- [Data for this task]:

--------

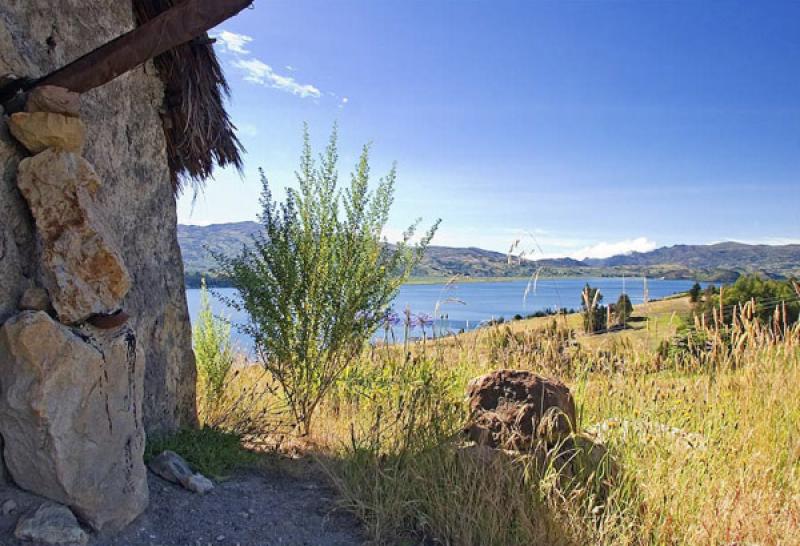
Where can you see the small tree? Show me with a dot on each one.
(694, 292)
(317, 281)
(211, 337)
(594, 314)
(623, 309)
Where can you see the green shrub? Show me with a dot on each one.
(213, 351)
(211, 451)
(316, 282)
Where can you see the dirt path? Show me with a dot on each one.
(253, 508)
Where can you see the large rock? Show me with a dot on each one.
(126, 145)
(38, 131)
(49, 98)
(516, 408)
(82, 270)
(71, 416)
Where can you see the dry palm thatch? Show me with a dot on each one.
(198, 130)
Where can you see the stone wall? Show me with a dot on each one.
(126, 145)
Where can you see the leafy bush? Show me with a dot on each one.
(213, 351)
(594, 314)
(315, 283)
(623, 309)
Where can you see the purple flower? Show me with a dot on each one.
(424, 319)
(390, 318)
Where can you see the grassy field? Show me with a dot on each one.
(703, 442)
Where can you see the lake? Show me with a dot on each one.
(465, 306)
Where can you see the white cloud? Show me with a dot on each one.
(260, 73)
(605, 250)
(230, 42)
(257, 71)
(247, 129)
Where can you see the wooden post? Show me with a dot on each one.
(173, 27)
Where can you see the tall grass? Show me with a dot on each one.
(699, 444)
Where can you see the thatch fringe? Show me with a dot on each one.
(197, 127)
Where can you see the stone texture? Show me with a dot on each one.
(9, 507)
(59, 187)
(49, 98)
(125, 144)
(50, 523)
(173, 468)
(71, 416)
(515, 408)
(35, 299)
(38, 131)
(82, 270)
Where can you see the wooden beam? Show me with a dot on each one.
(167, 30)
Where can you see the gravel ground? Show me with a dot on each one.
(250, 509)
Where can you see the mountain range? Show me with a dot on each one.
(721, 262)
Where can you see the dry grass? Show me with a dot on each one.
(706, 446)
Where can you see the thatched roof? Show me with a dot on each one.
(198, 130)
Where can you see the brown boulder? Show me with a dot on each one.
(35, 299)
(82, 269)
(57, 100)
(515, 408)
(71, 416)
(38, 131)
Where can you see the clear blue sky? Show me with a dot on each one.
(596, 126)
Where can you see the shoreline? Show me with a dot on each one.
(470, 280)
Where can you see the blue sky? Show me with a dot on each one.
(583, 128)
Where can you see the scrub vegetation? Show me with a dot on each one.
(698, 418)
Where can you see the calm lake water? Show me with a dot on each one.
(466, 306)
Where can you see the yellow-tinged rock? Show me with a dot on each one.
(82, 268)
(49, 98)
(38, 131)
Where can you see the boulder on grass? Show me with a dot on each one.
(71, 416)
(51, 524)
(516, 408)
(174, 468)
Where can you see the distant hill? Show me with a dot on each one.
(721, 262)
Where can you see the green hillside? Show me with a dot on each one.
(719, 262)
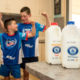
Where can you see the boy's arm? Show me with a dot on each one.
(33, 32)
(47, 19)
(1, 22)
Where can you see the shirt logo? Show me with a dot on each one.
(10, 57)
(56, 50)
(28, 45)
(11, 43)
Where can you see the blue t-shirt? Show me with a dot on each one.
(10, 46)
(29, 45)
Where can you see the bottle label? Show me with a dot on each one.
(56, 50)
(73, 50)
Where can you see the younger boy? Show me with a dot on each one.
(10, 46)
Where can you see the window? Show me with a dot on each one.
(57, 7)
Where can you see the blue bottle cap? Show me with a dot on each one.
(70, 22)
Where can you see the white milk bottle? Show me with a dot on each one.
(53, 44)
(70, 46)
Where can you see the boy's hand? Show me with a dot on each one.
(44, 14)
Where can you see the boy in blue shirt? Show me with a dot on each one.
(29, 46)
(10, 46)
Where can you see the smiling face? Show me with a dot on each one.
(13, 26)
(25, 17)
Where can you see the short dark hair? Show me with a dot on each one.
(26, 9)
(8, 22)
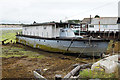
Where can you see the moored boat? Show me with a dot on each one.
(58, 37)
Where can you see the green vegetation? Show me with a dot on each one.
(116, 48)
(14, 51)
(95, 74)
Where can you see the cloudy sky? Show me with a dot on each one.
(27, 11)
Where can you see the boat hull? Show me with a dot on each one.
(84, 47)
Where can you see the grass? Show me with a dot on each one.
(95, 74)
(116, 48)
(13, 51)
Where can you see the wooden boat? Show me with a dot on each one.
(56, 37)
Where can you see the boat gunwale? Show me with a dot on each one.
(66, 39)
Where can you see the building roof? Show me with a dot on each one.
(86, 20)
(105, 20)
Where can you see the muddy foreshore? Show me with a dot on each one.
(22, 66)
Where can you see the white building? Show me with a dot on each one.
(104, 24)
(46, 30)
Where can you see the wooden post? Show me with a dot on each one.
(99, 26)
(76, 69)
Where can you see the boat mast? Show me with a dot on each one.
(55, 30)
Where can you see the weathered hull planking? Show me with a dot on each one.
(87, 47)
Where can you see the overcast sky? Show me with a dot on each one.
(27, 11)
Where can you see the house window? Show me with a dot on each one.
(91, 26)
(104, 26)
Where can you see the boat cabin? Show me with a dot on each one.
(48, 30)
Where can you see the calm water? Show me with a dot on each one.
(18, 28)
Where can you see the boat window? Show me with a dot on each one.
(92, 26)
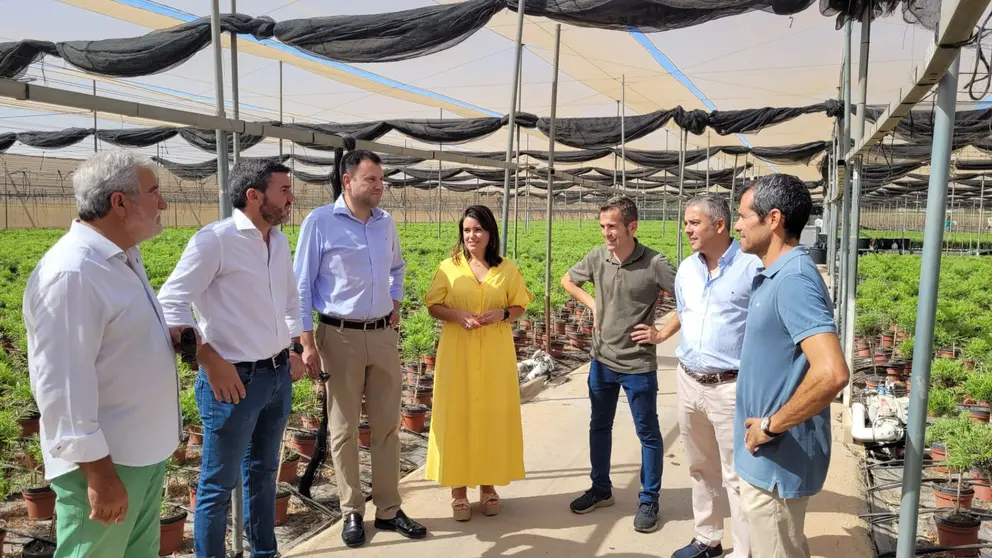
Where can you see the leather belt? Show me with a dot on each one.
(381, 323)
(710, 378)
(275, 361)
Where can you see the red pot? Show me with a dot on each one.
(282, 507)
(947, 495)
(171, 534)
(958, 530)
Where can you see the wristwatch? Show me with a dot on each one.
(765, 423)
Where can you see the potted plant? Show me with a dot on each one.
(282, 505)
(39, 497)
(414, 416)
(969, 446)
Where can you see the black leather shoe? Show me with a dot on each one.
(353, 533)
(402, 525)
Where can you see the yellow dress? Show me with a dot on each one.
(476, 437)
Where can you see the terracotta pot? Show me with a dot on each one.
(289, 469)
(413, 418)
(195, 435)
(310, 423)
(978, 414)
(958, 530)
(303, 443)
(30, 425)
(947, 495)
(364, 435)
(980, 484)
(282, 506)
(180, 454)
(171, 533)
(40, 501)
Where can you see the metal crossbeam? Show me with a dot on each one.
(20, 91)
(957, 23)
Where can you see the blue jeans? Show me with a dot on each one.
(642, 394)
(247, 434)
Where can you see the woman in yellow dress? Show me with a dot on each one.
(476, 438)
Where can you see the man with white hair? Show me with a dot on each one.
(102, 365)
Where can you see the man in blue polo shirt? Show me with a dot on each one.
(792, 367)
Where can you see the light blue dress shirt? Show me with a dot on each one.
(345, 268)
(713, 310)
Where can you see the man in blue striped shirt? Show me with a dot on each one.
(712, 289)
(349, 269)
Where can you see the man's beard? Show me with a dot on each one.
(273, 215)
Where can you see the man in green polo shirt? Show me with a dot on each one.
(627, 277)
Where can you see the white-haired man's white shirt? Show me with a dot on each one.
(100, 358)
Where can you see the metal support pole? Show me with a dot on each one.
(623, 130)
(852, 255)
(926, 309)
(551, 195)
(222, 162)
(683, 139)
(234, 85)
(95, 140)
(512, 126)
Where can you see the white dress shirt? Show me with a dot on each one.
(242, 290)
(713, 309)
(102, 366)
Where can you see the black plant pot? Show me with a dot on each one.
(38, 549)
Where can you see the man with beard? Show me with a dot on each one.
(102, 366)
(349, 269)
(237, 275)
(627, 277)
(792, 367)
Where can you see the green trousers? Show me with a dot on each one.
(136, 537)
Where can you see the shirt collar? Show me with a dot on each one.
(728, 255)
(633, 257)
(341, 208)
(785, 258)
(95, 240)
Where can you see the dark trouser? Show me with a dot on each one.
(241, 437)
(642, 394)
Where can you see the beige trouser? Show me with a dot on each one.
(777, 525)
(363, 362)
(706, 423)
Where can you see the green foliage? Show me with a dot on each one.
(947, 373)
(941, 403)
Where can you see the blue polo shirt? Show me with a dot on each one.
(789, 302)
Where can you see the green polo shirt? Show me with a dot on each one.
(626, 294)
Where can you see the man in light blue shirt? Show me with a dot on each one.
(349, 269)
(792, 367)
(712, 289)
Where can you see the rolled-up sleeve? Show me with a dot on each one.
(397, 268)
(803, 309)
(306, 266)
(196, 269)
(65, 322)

--------

- [Task prompt]:
Copy out the lines starting at the one containing "Where can you see the white-haired" and ending with the last line of the entries. Include nothing else.

- [Exercise response]:
Where can you see the white-haired man's white shirt? Show me with a dot on each one.
(100, 358)
Where can you see the metal support pole? Show me with a dot on each one.
(623, 130)
(852, 255)
(926, 309)
(551, 195)
(222, 162)
(683, 139)
(234, 85)
(95, 140)
(512, 126)
Where can you see the white dress shirt? Show me with a dot on each one.
(242, 290)
(713, 309)
(102, 366)
Where can you see the black plant pot? Show me with a dot on each one.
(38, 549)
Where can you see the man with beard? Show me with a dot on each one.
(102, 366)
(349, 269)
(237, 275)
(627, 277)
(792, 367)
Where can you see the green trousers? Show me with a dot on each one.
(136, 537)
Where can you see the shirt collar? Show me with a dot on each one.
(728, 255)
(633, 257)
(341, 208)
(785, 258)
(95, 240)
Where can you see the dark trouser? Show me with a dot on each one.
(241, 437)
(642, 394)
Where can you see the beige trouser? Show me with a dot on each one.
(777, 525)
(363, 362)
(706, 423)
Where can you see the green foliage? Show me with a dot on each one.
(947, 373)
(941, 403)
Where can you see the blue polo shirt? Show me with a dot on each one.
(789, 302)
Where can you see the green polo shirt? Show me with a dot on each one.
(626, 294)
Where can you see the man in light blue shirt? Show me with a dot on each one.
(349, 269)
(792, 367)
(712, 289)
Where can you see the rolled-up sleeve? Show me with a dot on each one.
(397, 268)
(803, 309)
(306, 266)
(196, 269)
(65, 322)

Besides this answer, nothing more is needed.